Return every line of the records that contains the word "plush", matching case exactly.

================

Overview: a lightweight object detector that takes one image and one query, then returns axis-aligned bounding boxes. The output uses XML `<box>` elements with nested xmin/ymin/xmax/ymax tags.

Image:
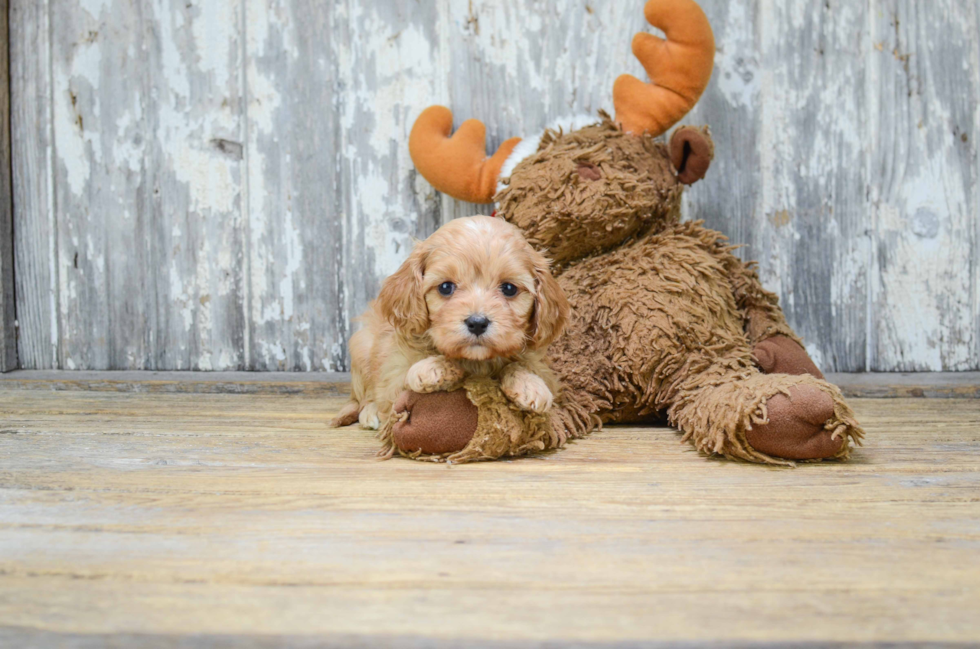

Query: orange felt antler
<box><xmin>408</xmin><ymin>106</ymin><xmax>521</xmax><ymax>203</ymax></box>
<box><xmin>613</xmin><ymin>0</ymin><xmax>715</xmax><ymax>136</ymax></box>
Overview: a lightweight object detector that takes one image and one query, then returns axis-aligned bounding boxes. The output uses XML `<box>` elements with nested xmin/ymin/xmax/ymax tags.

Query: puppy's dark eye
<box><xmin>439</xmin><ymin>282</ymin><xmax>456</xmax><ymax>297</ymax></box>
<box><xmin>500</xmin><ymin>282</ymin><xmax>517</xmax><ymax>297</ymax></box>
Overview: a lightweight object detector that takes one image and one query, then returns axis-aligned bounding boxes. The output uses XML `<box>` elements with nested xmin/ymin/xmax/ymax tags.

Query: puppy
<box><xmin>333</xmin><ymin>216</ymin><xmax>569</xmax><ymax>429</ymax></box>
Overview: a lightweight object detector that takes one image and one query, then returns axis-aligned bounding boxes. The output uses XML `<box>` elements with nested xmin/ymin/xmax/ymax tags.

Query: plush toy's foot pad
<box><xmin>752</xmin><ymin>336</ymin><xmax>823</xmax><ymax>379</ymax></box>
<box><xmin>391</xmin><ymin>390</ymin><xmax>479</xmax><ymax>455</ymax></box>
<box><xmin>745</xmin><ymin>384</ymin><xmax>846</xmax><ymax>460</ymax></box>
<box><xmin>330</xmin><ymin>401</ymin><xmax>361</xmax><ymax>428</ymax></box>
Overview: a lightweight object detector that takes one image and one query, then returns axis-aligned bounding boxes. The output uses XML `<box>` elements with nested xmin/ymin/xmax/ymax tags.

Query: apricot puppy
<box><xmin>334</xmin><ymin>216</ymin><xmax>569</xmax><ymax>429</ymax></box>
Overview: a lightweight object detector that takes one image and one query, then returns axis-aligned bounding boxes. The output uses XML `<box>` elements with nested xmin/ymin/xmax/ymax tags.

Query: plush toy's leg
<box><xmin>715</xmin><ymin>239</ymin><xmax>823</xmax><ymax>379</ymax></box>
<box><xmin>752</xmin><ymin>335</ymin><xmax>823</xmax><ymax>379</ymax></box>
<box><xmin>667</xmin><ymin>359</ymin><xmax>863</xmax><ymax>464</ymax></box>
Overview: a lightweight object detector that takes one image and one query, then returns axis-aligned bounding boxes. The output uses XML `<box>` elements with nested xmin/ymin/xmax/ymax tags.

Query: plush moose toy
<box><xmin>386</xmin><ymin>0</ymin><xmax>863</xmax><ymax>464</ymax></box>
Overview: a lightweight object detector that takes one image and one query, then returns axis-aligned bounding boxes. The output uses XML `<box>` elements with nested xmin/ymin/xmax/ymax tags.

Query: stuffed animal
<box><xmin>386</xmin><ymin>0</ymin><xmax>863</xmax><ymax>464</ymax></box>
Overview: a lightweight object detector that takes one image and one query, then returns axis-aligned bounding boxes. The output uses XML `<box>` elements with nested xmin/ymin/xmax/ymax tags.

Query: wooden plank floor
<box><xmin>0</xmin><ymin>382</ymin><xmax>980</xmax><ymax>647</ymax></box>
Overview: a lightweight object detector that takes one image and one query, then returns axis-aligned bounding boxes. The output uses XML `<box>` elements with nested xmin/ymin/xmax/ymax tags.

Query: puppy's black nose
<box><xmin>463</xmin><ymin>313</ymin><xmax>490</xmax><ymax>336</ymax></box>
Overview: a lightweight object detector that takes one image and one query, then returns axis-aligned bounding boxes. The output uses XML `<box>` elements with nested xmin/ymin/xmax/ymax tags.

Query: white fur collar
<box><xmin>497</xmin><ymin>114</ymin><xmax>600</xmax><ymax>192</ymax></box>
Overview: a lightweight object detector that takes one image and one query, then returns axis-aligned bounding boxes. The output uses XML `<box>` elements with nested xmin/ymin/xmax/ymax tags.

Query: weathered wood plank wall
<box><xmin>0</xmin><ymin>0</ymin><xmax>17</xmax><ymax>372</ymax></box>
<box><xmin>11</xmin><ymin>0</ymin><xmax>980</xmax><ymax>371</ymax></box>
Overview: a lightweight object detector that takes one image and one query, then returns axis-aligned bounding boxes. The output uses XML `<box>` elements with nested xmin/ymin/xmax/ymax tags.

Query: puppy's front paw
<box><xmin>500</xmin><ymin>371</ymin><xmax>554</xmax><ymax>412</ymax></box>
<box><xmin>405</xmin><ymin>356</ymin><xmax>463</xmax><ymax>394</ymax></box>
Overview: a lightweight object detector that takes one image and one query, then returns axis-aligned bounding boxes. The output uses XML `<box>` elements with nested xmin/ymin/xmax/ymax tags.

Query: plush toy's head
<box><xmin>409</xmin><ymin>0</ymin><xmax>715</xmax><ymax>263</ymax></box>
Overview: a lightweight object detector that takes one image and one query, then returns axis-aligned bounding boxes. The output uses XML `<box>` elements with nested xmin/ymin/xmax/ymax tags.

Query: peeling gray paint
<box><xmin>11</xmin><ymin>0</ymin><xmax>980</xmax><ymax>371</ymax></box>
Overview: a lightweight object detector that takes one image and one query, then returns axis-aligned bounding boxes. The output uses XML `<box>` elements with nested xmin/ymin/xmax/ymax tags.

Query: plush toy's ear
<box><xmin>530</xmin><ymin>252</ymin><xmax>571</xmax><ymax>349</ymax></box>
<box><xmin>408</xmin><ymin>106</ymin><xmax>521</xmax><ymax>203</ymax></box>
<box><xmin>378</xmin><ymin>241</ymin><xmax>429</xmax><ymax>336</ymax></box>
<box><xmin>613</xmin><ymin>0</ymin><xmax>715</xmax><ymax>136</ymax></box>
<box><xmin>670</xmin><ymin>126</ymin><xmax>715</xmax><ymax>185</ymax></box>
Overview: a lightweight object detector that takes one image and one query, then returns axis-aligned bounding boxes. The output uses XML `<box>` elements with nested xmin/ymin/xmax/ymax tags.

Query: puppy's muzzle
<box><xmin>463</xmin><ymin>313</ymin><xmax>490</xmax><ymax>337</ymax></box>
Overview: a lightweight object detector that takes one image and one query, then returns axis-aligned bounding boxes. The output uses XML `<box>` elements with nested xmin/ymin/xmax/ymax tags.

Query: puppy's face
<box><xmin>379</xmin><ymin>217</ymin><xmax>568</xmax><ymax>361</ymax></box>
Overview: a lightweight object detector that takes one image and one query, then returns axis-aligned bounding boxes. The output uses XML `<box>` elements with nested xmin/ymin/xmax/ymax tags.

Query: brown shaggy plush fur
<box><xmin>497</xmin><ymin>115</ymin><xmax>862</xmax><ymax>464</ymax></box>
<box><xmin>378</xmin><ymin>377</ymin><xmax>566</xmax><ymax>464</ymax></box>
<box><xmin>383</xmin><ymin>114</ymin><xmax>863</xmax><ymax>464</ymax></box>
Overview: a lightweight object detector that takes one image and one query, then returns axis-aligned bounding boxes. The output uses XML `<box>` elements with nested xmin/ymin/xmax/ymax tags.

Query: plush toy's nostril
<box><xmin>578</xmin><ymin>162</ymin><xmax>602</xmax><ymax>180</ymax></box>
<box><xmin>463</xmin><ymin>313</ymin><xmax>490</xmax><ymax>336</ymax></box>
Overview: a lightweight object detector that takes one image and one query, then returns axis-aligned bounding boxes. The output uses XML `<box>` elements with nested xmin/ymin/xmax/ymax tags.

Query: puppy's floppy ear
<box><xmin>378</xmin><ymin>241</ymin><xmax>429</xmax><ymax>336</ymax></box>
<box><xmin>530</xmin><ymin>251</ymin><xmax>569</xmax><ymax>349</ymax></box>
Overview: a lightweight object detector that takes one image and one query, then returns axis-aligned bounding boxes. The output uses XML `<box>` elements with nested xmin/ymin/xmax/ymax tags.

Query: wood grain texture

================

WRITTEN ANSWER:
Query: plush toy's foot pad
Query: plush toy's leg
Query: plush moose toy
Query: plush toy's head
Query: plush toy's ear
Query: brown shaggy plush fur
Query: plush toy's nostril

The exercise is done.